### DATASET
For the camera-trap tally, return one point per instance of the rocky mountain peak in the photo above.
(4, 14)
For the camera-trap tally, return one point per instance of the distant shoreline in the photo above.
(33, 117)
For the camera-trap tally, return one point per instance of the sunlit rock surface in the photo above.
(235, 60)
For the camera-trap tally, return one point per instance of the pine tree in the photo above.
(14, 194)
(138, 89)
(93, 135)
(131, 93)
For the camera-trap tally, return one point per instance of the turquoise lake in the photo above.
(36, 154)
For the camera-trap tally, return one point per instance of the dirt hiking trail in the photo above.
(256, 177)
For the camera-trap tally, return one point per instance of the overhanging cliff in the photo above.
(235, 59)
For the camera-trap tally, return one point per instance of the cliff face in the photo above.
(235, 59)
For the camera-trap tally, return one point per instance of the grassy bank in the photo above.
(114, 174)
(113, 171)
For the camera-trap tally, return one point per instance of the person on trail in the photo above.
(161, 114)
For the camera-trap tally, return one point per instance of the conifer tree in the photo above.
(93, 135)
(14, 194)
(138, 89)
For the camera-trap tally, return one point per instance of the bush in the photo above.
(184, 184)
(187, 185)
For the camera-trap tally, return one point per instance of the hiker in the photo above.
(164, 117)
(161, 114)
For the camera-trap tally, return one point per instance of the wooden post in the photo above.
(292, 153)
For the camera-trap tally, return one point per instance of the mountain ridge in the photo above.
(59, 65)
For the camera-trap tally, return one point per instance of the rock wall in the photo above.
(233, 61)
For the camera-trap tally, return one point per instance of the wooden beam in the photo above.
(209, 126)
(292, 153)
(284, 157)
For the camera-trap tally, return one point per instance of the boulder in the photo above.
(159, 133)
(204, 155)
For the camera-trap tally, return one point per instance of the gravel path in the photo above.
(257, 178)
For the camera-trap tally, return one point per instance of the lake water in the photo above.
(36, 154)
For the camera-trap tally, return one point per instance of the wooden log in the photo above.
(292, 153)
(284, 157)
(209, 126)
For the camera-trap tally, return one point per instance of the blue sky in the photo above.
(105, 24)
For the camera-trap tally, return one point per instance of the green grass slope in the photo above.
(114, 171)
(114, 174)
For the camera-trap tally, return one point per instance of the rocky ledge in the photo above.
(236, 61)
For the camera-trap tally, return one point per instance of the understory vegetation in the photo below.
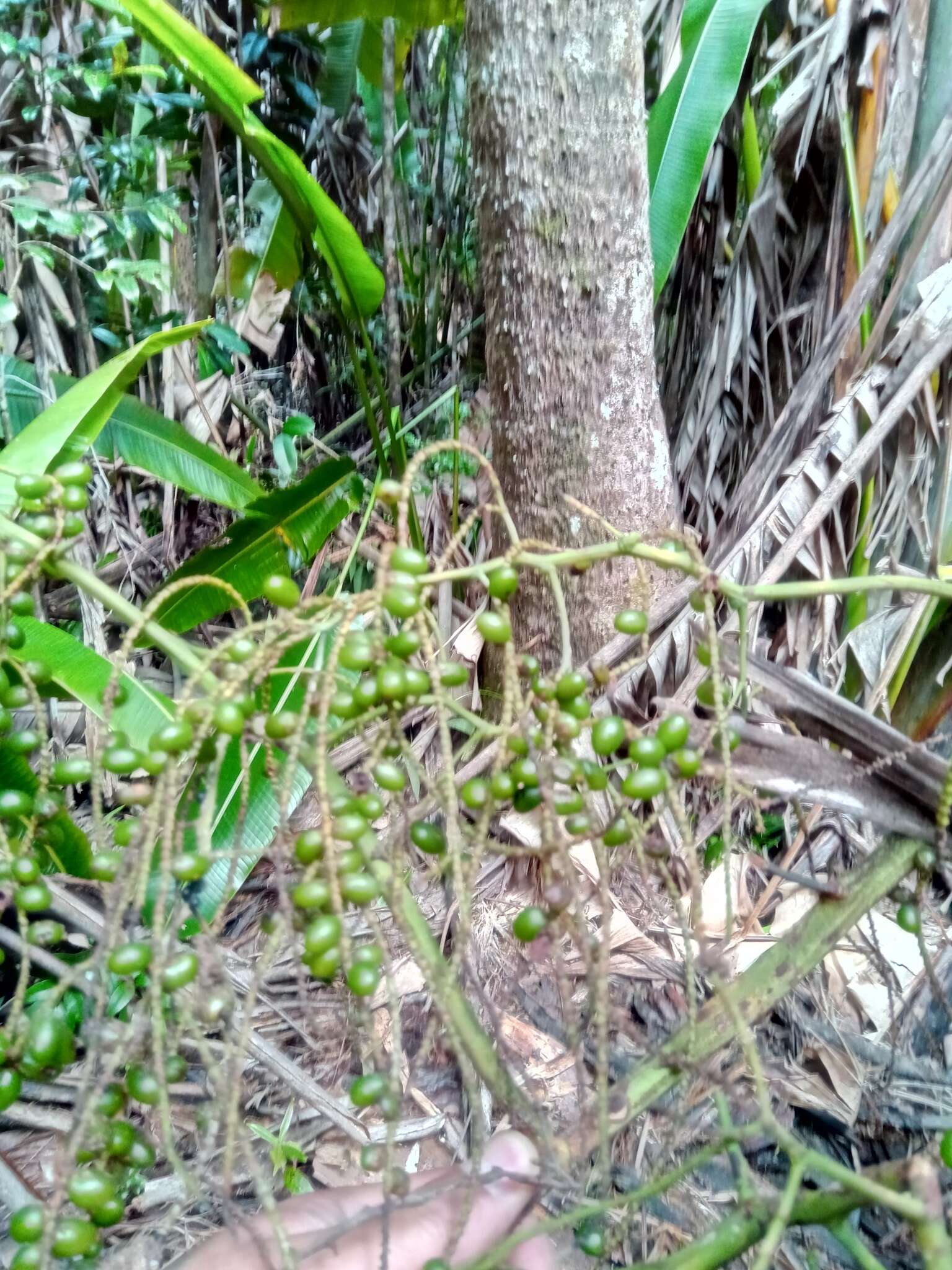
(314, 870)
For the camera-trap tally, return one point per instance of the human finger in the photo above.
(325, 1228)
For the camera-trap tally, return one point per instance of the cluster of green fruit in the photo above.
(110, 1162)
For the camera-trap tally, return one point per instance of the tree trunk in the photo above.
(558, 123)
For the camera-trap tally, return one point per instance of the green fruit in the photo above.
(20, 603)
(74, 1237)
(503, 582)
(74, 498)
(143, 1086)
(90, 1189)
(27, 1223)
(648, 751)
(27, 1258)
(909, 917)
(501, 786)
(475, 794)
(357, 652)
(325, 966)
(190, 866)
(685, 762)
(362, 980)
(428, 837)
(322, 934)
(33, 486)
(229, 718)
(46, 934)
(367, 1090)
(314, 893)
(409, 561)
(645, 783)
(359, 888)
(24, 741)
(24, 869)
(180, 970)
(673, 732)
(524, 773)
(309, 848)
(494, 628)
(391, 682)
(32, 898)
(452, 675)
(281, 591)
(76, 473)
(48, 1041)
(570, 685)
(579, 708)
(530, 923)
(619, 832)
(110, 1212)
(371, 806)
(402, 601)
(609, 734)
(389, 776)
(631, 621)
(351, 827)
(104, 865)
(173, 738)
(404, 644)
(120, 1139)
(11, 1086)
(527, 798)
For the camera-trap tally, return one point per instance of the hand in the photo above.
(418, 1228)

### EXERCISE DIRECTIONS
Exclude the pictures, and transcribe all of the material exactly.

### TASK RESPONSE
For the camera-trap tally, return one point per instance of the rocky mountain peak in the photo above.
(4, 14)
For the camera-trap tally, return one point per instance of the distant shoreline in the photo above.
(33, 117)
For the camera-trap tally, return one point per instance of the sunlit rock surface in the photo above.
(235, 60)
For the camera-trap tally, return one point per instance of the pine tree in the photo above.
(14, 194)
(138, 89)
(93, 135)
(131, 93)
For the camera-trap tally, return one point per instance of the turquoise lake in the photo above.
(36, 154)
For the camera-trap tally, return one point per instance of the dirt hiking trail in the photo above.
(256, 177)
For the camera-trap tally, return one point per instance of the overhanging cliff in the photo above.
(235, 59)
For the camera-trap tally, return one point per instance of the cliff face in the photo above.
(235, 59)
For the camera-trap tally, return one point per instance of the grassy bank in the photo above.
(114, 174)
(113, 171)
For the camera-trap tally, return one point per instance of the person on trail in the photo above.
(161, 114)
For the camera-trap tally, return one point per instance of the conifer tree in the photo above.
(93, 135)
(14, 194)
(138, 89)
For the camera-trap tally, return one point per instance of the bush in the photo above.
(184, 184)
(187, 185)
For the camera-trap tally, return one point per instance of the hiker in the photo above.
(164, 117)
(161, 114)
For the camera-trap tally, return one point per instance of the wooden post in the photo above.
(292, 153)
For the camera-trap tally, return one point per instance of the mountain ridge in the photo above.
(59, 65)
For the camera-trap tally, return one point per instance of the rock wall in the photo above.
(233, 61)
For the camera-trap tally, return one point per instance of the wooden beam in the photo above.
(209, 126)
(292, 153)
(284, 157)
For the camera-trap tally, return one point per instance of the boulder in the photo above.
(159, 133)
(204, 155)
For the camera-trap tally, return one point per instance of the gravel path in the photo above.
(257, 178)
For the camera-trap tally, return one point per instance of the lake water in the photo above.
(36, 154)
For the camera-trap tally, return one point per instance of the wooden log in the photo above.
(292, 153)
(284, 157)
(209, 126)
For the camera-trap tally, return one point per instance of the blue sky in the photo above.
(105, 24)
For the camera-trap tally, return one point per instance of the green grass slope in the photo above.
(114, 171)
(114, 174)
For the camera-trap tally, return one point per instance of the rocky ledge in the photo above.
(236, 61)
For the camera-trap tally, return one point per instance of the understory vegetation in the photo below.
(314, 870)
For the camera-trap tally, return one point per instance of the human finger in the photo above.
(325, 1228)
For the camera-trap tally, return one point per instance of the cluster of green fruit in the photo above.
(110, 1162)
For the camera-trap tally, return one point per instance of the tree trunk in the photo above.
(558, 123)
For the camera-trap tally, return one point per instance of the green fruit in the photo above.
(20, 603)
(74, 1237)
(503, 582)
(74, 498)
(143, 1086)
(90, 1189)
(27, 1223)
(648, 751)
(27, 1258)
(909, 917)
(501, 786)
(475, 794)
(357, 652)
(325, 966)
(190, 866)
(685, 762)
(362, 980)
(428, 837)
(322, 934)
(33, 486)
(229, 718)
(46, 934)
(367, 1090)
(314, 893)
(409, 561)
(645, 783)
(359, 888)
(24, 741)
(24, 869)
(180, 970)
(673, 732)
(524, 773)
(309, 848)
(494, 628)
(391, 682)
(32, 898)
(452, 675)
(281, 591)
(76, 473)
(48, 1041)
(570, 685)
(579, 708)
(530, 923)
(619, 832)
(110, 1212)
(371, 806)
(402, 601)
(609, 734)
(389, 776)
(631, 621)
(351, 827)
(104, 865)
(173, 738)
(404, 644)
(120, 1139)
(11, 1086)
(527, 798)
For the camera-trap tally, return one point per instance of the hand in the photo above.
(418, 1228)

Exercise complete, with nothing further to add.